▶ Objective
Output all of the entries below precisely as written.
### Material for this exercise
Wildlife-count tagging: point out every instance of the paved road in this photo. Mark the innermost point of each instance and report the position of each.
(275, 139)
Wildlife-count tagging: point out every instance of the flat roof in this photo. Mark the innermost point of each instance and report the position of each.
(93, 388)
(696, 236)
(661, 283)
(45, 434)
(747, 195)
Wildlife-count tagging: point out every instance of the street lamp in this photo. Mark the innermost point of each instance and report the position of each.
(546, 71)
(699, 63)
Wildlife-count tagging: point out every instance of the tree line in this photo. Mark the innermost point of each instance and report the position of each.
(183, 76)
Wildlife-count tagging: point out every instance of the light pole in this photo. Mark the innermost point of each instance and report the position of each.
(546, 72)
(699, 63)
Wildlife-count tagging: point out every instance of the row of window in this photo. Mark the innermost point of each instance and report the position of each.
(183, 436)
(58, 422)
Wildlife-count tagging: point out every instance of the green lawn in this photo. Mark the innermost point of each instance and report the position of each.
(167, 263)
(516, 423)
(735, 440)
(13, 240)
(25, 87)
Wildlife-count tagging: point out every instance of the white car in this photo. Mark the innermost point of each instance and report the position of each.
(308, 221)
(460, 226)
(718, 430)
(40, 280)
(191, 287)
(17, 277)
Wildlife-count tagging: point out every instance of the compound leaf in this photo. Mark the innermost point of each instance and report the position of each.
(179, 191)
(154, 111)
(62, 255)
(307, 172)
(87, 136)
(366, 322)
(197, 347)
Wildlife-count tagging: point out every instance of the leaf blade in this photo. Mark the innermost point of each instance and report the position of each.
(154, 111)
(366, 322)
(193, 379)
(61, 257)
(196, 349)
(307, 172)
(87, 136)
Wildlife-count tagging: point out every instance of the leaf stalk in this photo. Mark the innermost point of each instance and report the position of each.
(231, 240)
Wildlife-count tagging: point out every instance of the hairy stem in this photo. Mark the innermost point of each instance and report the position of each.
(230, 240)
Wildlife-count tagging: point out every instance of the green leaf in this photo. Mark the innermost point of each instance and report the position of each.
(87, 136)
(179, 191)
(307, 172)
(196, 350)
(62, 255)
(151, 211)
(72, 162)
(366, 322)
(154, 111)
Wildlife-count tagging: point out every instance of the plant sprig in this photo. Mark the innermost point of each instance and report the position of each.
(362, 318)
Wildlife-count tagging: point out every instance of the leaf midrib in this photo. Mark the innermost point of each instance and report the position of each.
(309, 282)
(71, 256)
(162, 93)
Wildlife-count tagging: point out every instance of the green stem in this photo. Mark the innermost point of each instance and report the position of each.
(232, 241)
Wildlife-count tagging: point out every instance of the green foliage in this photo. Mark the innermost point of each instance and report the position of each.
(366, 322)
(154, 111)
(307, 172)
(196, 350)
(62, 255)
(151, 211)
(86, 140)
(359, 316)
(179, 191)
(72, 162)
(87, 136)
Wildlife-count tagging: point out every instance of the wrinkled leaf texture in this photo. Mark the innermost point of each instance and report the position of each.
######
▶ Output
Wildlife-count tagging: point out every instance of the paved road in this photo. Mark the innermost point of each instance and report the position of each.
(275, 139)
Wildlife-count tagging: point out every instance of the flat roof in this photo. Mark the innermost point of each instance and report the position of each.
(93, 388)
(696, 236)
(661, 283)
(45, 434)
(747, 195)
Wildlife-count tagging: point out every instance of the street lamp in this photo. Mark the innermost point of each instance and report the position of each.
(546, 71)
(699, 63)
Wildlife-count tagging: point out every instance of the tree line in this photo. Mark the innermost point of each instance and report the position of each.
(183, 76)
Wildlife-count tagging: point out every instance of the light pole in this photo. Mark the innermost point of each instance and report the position of each.
(546, 72)
(699, 63)
Wildlife-count tagging: point out every instance of the row of window in this photo. Mark the innermost point of each instance and report the position of each.
(183, 436)
(58, 422)
Wildlife-count tagging: point out every instance of the green lawn in this photo. Mark the innermost point of each instance and report the position of each.
(167, 263)
(516, 423)
(735, 440)
(13, 240)
(25, 87)
Wildlife-count tagging: point out every instance of the white car in this photo. Mark the innermost point of each instance and report the position of each.
(308, 221)
(460, 226)
(718, 430)
(40, 280)
(191, 287)
(17, 277)
Wildlife-count tagging: point out every instance of the compound leaf in this photo. Mark the innermost point of each instance and report the position of each.
(179, 191)
(154, 111)
(62, 255)
(307, 172)
(87, 136)
(366, 322)
(197, 347)
Wildlife-count tagging: point out every instance of the leaf blade in this photo. Mark the innermost point of each instance and report the position of each.
(154, 111)
(366, 322)
(193, 379)
(61, 257)
(196, 349)
(307, 172)
(87, 136)
Wildlife-count tagging: point out every instance of the leaf stalk in this photo. Mark the innermost point of each instance and report the position of each.
(231, 240)
Wildlife-count tagging: point out every instance of the hairy stem in this photo. Mark the innermost point of each instance and report the position of each.
(230, 240)
Wildlife-count tagging: point out every instance of the green leaf in this photo. Mark the innermost point of each instance and report the position of each.
(87, 136)
(179, 191)
(307, 172)
(196, 350)
(62, 255)
(151, 211)
(72, 162)
(366, 322)
(154, 111)
Wildlife-count tagging: point out every instance of the plant sprig in this photo. Mark the innermost point of each instance and report the position of each.
(362, 318)
Wildlife-count tagging: point out every instance of the leaf midrib in this photo. Mark the innermost point of each instance and report the position of each.
(309, 282)
(71, 256)
(162, 93)
Wildlife-count tagging: point out every instance of the green stem in this photo. Mark the innermost point of each instance and report the position of each.
(232, 241)
Wildlife-count tagging: point out every instance of the green foliage in this photo. Mark the innermost point of each instance and report the position of each.
(366, 322)
(154, 111)
(307, 172)
(196, 350)
(62, 255)
(151, 211)
(86, 140)
(359, 316)
(179, 191)
(72, 162)
(87, 136)
Wildlife-count tagging: point out every instance of the wrinkled leaf texture in this photo. Mark the innermost point of each instance and report the position of each.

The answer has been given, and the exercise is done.